• [Given task]: Rewrite every entry below, changing "report one point per instance" to "give one point for each instance" and leaving everything else the same. Leave the pictures out of your version.

───

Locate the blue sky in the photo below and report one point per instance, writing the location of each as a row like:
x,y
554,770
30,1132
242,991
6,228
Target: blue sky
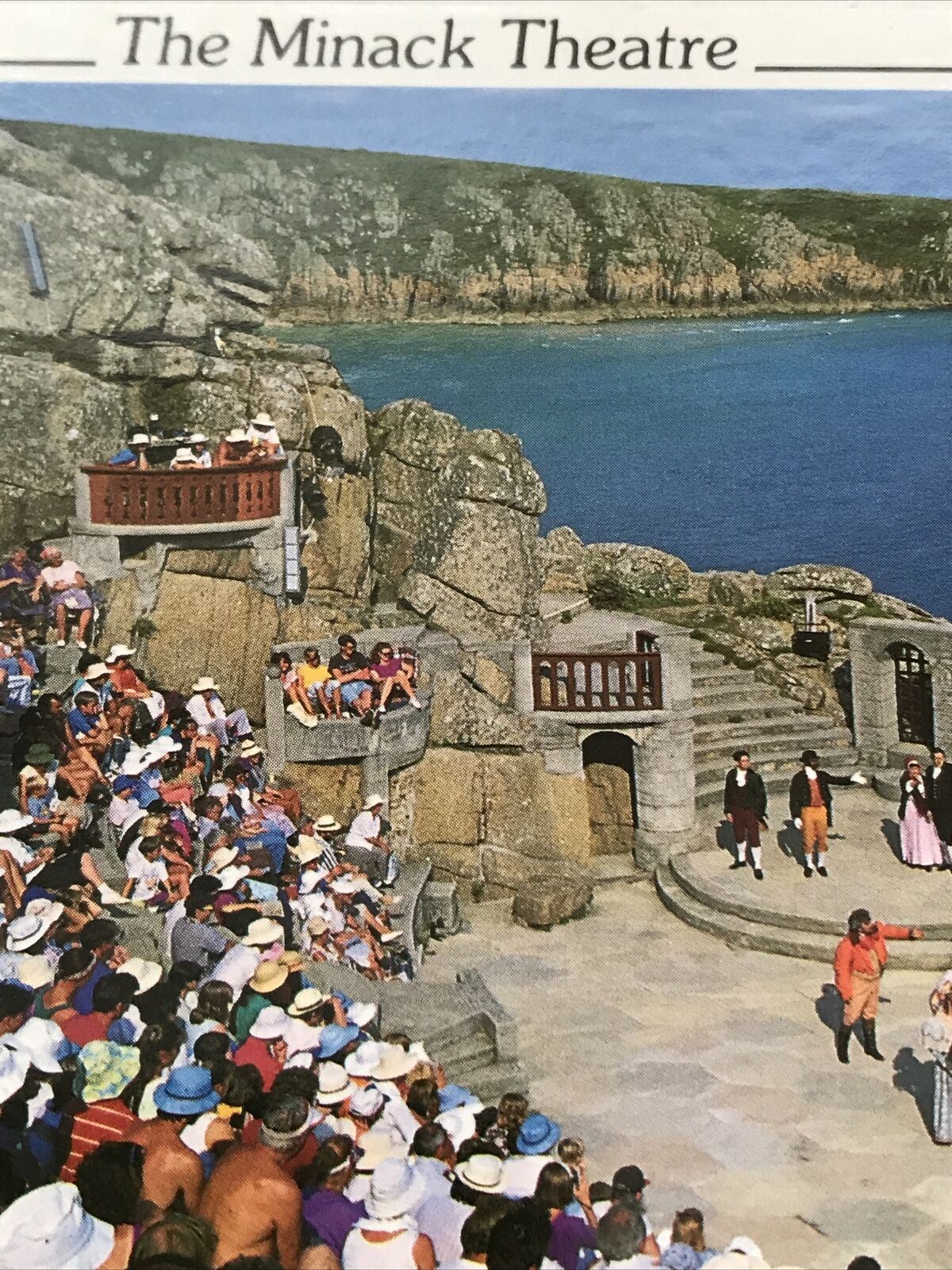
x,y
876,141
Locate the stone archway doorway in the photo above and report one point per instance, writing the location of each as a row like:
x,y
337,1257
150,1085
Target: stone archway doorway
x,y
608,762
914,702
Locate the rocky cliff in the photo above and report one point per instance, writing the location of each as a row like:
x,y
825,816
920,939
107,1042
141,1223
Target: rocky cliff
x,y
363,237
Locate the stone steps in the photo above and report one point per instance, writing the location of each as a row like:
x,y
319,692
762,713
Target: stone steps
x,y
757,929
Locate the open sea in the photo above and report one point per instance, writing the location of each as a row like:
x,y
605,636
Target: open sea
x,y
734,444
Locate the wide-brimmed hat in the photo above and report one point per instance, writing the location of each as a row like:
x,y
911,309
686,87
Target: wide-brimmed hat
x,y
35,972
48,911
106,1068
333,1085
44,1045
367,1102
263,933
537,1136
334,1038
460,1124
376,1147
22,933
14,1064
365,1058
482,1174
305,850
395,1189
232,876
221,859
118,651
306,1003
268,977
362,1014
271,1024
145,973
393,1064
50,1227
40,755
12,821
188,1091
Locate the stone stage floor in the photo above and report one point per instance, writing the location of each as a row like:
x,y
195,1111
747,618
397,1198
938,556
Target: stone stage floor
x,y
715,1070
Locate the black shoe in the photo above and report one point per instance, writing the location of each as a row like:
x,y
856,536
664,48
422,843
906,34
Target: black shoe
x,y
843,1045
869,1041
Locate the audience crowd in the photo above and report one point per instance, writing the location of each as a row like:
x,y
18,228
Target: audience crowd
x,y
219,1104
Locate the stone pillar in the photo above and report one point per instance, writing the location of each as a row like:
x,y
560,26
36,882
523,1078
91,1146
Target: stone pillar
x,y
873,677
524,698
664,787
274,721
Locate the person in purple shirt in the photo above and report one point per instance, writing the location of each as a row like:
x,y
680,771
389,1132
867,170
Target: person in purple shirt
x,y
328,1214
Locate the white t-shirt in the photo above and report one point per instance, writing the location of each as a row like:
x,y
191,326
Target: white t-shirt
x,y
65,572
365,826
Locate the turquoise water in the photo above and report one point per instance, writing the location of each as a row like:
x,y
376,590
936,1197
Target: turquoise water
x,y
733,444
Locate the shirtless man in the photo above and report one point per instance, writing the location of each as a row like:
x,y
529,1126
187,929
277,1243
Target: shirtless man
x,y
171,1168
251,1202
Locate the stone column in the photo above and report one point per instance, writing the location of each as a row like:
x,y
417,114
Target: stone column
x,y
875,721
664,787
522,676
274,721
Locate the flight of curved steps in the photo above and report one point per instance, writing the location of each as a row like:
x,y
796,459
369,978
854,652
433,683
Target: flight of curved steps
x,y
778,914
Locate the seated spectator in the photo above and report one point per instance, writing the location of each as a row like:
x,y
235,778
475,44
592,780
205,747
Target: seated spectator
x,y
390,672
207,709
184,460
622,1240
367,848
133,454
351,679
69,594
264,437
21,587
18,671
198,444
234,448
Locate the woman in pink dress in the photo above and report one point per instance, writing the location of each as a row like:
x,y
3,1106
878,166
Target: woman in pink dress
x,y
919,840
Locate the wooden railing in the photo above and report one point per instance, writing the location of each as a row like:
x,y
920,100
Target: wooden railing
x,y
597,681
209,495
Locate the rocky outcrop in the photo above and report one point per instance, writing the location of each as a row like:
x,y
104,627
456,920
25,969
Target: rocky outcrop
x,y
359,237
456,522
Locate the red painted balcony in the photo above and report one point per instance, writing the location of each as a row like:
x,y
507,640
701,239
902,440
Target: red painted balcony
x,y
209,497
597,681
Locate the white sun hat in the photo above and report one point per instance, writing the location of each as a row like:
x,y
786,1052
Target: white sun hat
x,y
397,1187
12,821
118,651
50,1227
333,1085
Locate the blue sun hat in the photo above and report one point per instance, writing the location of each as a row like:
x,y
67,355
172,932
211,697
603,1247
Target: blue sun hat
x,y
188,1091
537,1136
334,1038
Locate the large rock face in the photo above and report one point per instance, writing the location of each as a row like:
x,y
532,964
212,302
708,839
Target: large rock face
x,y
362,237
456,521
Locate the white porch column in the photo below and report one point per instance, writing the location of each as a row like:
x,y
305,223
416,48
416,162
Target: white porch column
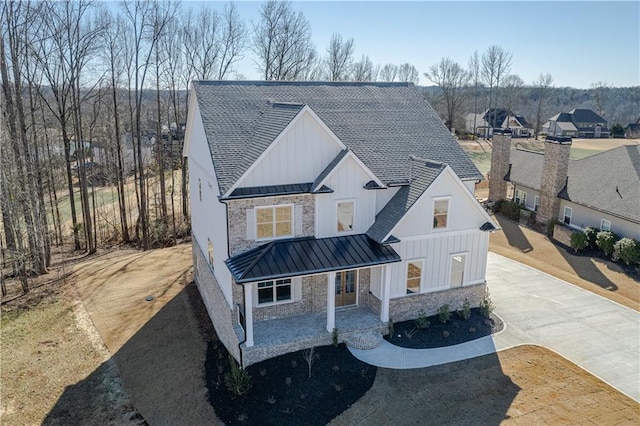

───

• [Complete response]:
Locate the blue sky in the photo below and give one point for each instance, writing the location of each as a row like:
x,y
554,770
30,1132
242,991
6,228
Target: blue sky
x,y
876,141
Locate the stone archway doorway in the photo above and give one point for each instance, writing the location of each as a row like:
x,y
337,1257
150,1085
Target: stone archway doorway
x,y
608,762
914,702
Locate the rocky cliff in the photo above and give one point for each instance, writing the location of each as a row like:
x,y
825,816
920,939
107,1042
141,1223
Target: rocky cliff
x,y
363,237
Locate the stone steps in the photo above and give one point for each instance, writing the location of each as a row like:
x,y
319,692
762,713
Target: stone steps
x,y
757,929
Locate the open sea in the photo above and give one point for each instance, writing the location of each as a row like:
x,y
605,636
Target: open sea
x,y
734,444
Locate the wide-brimmed hat in the photo above and give one point for each instance, writing the location of each as a row like:
x,y
911,309
686,87
Target: wide-brimmed hat
x,y
35,972
48,911
106,1068
333,1085
44,1045
367,1102
263,933
537,1136
334,1038
460,1124
376,1147
22,933
14,1064
365,1058
482,1174
305,850
395,1189
232,876
221,859
118,651
306,1003
268,977
362,1014
271,1024
145,973
393,1064
50,1227
40,755
12,821
188,1091
Locate the stone stage floor in the photo above and give one point for each instance, writing the location of each as a row like:
x,y
195,1111
747,618
397,1198
938,556
Target: stone stage floor
x,y
715,1070
Locate the black shoe in the photo above and give one point for each instance, writing the location of each as a row like:
x,y
856,536
664,48
422,843
906,34
Target: black shoe
x,y
843,1045
869,1041
Locate the audience crowd in the photo above and give one point for each instance, writing the location of each as a row like:
x,y
18,228
Target: audience crowd
x,y
219,1104
Locate the stone pillar in the photo above and give one point for each instance, writing the location of each as a row like:
x,y
560,26
36,882
523,1078
91,1146
Target: stone pillar
x,y
873,677
524,698
664,787
274,721
Locate the person in purple shirt in the photo above and give one point for each instance, writing the location of each as a row like:
x,y
680,771
389,1132
867,170
Target: person in purple shirt
x,y
328,1214
Locate the white t-shirt in the photo above and give one point for each instance, writing the location of each as a row like:
x,y
191,326
Target: white t-shirt
x,y
65,572
365,826
Locate the turquoise water in the photo above and give one point for each instance, writing the location of each as a row like:
x,y
376,590
936,1197
Target: turquoise water
x,y
733,444
Locate the shirtless man in the photo above and give one point for each instance, writing the location of each as a row like:
x,y
529,1126
187,929
277,1243
Target: shirtless man
x,y
171,1168
251,1202
Locate the stone column in the photo above and give one point for each instance, writing the location of each as a row like:
x,y
417,114
Target: stone column
x,y
875,721
664,787
522,676
274,721
Locate the flight of curved steps in the photo above and give one point for each instance, writing the location of each as a row like:
x,y
796,459
369,978
854,652
433,683
Target: flight of curved steps
x,y
778,914
Locate the seated spectator in the photo above and give one point for each instance, writing the location of each as a row like:
x,y
235,778
475,44
592,780
205,747
Target: seated spectator
x,y
390,672
207,709
184,460
622,1240
367,848
133,454
351,679
69,594
264,437
21,587
18,671
198,444
234,448
Locate the woman in pink dress in the photo above and give one point for each instance, writing the location of each as a row like:
x,y
3,1106
878,166
Target: woman in pink dress
x,y
919,840
Locate the wooden railing in the photo above and give one point for each instance, writing the location of each as a row like:
x,y
920,100
Target: wooden railing
x,y
597,681
209,495
Locate the rocky outcrop in the photo above and give one point for each instance, writing the location of each as a row like:
x,y
104,627
456,920
25,969
Target: rocky outcrop
x,y
359,237
456,522
Locate the red painted balcony in the photo above and give one point for each instance, writing the location of each as a row like:
x,y
507,640
701,239
902,440
Target: red painted balcony
x,y
209,497
597,681
Locate the white sun hat in the photo above and give one point for each instance, writing the location of each as a row like:
x,y
786,1052
Target: white sun hat
x,y
397,1187
12,821
118,651
50,1227
333,1085
Locate the blue sun hat in the photo above and give one point for each instance, writing the location of each as a row like:
x,y
67,355
172,932
211,697
603,1247
Target: blue sun hat
x,y
188,1091
537,1136
334,1038
Locate the large rock face in the photo above and give one point for each instance, writing the location of each as a row like:
x,y
532,964
212,302
708,839
Target: large rock face
x,y
362,237
456,521
Locate the white porch column in the photo below and give one point for each instance, writing the location of each as a row like:
x,y
305,223
416,48
416,162
Target: white porch column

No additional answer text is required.